Prompt »
If a line below contains the string "overlapping", return that line.

Supplied data »
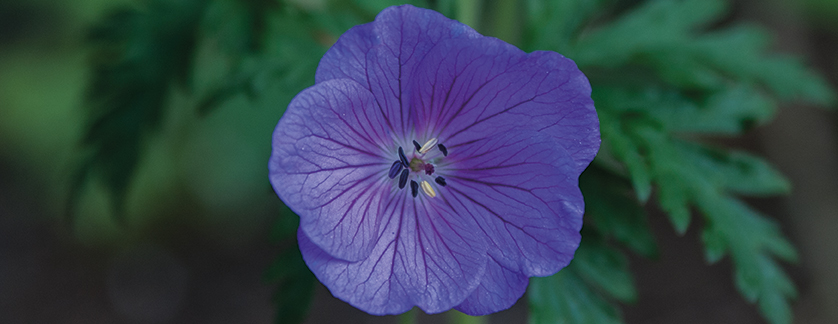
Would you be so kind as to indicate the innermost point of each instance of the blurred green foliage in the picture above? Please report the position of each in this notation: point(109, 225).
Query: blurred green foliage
point(661, 78)
point(183, 95)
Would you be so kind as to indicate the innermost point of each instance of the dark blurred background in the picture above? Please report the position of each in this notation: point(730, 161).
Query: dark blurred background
point(195, 242)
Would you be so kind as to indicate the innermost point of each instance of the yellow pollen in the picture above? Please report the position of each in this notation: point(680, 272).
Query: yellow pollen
point(428, 145)
point(426, 187)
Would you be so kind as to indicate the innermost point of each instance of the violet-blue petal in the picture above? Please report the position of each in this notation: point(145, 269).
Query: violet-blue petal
point(329, 167)
point(521, 189)
point(427, 256)
point(381, 55)
point(499, 289)
point(465, 89)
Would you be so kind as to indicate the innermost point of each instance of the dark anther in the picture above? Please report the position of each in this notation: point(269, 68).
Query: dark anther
point(403, 158)
point(440, 181)
point(414, 188)
point(443, 149)
point(395, 169)
point(403, 179)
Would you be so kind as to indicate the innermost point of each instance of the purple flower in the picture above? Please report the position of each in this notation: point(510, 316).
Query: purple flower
point(434, 167)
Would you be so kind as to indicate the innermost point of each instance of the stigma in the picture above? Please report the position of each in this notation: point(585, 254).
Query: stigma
point(417, 168)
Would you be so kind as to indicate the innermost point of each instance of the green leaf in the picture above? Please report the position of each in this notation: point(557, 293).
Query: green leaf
point(553, 25)
point(653, 26)
point(604, 268)
point(728, 111)
point(611, 210)
point(137, 57)
point(295, 286)
point(673, 176)
point(734, 171)
point(564, 298)
point(624, 148)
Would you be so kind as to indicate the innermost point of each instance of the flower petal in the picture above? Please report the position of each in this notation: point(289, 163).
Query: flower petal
point(329, 166)
point(423, 258)
point(521, 188)
point(466, 88)
point(382, 55)
point(499, 289)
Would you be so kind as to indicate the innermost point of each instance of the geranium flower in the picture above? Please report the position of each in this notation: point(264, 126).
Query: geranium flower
point(435, 167)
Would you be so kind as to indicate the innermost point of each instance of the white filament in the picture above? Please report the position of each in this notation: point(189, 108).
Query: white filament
point(428, 145)
point(426, 187)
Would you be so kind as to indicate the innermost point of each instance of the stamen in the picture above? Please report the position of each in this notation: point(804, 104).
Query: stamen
point(440, 181)
point(403, 158)
point(426, 187)
point(414, 188)
point(403, 179)
point(428, 145)
point(395, 169)
point(443, 149)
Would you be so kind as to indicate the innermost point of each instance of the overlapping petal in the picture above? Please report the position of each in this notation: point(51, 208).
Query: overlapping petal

Exercise output »
Would you be so kind as to indicate the innermost point of each instance of the overlapping petal in the picture above? Please report the position of each in this notation: point(51, 208).
Query: overlapping petal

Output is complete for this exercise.